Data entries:
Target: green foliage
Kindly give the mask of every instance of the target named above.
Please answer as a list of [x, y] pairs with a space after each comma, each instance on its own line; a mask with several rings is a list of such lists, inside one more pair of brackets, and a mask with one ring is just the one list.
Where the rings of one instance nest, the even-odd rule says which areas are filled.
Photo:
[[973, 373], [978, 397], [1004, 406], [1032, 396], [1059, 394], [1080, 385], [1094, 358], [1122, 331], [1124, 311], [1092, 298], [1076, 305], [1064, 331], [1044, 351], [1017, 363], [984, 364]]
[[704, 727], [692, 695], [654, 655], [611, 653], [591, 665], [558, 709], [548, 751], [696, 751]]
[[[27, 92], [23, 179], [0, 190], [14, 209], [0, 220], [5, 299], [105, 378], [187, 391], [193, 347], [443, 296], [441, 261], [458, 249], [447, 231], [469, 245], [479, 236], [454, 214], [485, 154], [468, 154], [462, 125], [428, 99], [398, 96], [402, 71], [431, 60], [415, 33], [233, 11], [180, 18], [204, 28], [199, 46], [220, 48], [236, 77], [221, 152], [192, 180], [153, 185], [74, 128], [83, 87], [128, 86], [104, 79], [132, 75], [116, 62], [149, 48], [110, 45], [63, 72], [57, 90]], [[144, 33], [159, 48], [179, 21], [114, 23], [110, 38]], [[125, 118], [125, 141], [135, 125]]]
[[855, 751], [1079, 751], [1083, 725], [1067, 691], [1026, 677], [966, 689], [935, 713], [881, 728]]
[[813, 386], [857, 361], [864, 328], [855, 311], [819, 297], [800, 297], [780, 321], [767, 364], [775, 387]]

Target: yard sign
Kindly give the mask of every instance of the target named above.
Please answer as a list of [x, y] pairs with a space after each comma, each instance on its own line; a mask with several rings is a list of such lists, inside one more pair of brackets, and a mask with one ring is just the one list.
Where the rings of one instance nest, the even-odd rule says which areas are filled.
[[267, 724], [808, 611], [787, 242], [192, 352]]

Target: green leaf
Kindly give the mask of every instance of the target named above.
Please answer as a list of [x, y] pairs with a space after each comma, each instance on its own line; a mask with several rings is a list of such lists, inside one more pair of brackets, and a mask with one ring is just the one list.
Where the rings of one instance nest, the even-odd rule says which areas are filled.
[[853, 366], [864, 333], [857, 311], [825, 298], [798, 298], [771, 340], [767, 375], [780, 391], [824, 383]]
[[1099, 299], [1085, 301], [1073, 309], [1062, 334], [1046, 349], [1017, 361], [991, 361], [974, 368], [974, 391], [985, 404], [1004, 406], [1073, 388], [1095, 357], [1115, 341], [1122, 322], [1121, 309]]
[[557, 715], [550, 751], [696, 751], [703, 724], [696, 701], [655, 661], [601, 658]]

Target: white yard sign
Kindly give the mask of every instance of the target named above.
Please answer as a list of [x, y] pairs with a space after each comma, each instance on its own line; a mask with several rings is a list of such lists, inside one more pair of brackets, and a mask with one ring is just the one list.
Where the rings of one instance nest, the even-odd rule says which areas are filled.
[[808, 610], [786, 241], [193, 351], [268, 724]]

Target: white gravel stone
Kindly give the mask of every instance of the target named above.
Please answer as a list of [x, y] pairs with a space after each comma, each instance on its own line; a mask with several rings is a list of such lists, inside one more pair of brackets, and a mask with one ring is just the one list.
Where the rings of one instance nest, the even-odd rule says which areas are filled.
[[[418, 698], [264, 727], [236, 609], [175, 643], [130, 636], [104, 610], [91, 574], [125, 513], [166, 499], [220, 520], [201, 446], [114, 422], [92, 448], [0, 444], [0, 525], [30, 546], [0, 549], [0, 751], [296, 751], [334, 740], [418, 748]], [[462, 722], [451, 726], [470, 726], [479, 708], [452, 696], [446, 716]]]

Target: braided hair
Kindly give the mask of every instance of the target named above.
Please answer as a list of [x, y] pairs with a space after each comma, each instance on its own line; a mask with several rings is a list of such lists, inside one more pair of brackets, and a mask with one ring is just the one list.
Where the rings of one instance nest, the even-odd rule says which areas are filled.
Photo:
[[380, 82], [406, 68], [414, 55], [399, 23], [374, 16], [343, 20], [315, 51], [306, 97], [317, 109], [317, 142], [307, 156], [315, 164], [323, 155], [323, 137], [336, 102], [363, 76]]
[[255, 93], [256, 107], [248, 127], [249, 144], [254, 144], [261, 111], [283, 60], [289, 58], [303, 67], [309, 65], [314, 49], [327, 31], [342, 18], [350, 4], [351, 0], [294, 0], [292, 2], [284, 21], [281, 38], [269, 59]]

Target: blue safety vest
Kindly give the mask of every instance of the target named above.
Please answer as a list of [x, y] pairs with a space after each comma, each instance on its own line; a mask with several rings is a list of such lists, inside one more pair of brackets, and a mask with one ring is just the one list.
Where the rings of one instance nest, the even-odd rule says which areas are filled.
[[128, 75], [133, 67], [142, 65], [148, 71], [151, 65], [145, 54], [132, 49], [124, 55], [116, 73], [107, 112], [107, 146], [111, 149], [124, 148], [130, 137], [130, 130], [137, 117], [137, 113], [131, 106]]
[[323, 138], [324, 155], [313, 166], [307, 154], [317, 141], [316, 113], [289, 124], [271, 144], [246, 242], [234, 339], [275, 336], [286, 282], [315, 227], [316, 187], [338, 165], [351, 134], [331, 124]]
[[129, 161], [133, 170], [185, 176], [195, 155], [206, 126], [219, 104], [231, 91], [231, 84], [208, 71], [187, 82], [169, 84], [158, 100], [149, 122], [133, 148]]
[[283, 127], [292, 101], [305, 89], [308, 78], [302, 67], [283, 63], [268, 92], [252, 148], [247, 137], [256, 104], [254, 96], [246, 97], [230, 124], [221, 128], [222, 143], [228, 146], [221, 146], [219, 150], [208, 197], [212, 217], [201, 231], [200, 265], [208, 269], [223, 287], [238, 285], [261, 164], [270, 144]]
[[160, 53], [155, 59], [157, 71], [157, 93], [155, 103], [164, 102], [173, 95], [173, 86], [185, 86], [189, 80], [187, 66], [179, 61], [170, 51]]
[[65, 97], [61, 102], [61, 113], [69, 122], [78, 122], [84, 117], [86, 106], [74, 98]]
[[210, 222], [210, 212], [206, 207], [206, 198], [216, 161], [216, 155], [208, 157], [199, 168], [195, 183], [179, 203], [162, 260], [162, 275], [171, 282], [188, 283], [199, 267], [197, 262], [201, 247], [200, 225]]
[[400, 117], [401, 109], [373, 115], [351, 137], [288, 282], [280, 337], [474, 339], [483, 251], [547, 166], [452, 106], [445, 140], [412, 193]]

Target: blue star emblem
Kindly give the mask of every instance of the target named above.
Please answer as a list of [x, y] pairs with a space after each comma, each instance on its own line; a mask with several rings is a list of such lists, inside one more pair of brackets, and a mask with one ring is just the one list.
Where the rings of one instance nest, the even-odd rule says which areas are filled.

■ **OBJECTIVE**
Lay out the material above as a two-column CSV with columns named "request" and "answer", one row per request, each value in a single quoted field with line breaks replaced by spaces. Include only everything from the line containing "Target: green leaf" down to the line containing "661], [601, 658]]", both included.

■ **EXPECTED OUTPUT**
request,answer
"Target: green leaf Kindly give the mask of every instance of the target named above. Please answer as a list of [x, y] pairs with a space after each comma, each instance on its own line; a mask with several rings is a list of such lists, inside one more pair of brackets, and a mask with one ring is just the one list. Where the rings of one instance nest, the even-odd rule says which areas are filled.","[[853, 366], [864, 333], [857, 311], [825, 298], [798, 298], [771, 340], [767, 375], [780, 391], [824, 383]] [[1099, 299], [1085, 301], [1073, 309], [1062, 334], [1046, 349], [1017, 361], [991, 361], [974, 368], [974, 391], [985, 404], [1004, 406], [1073, 388], [1095, 357], [1115, 341], [1122, 322], [1121, 309]] [[557, 715], [550, 751], [696, 751], [703, 724], [696, 701], [655, 661], [601, 658]]"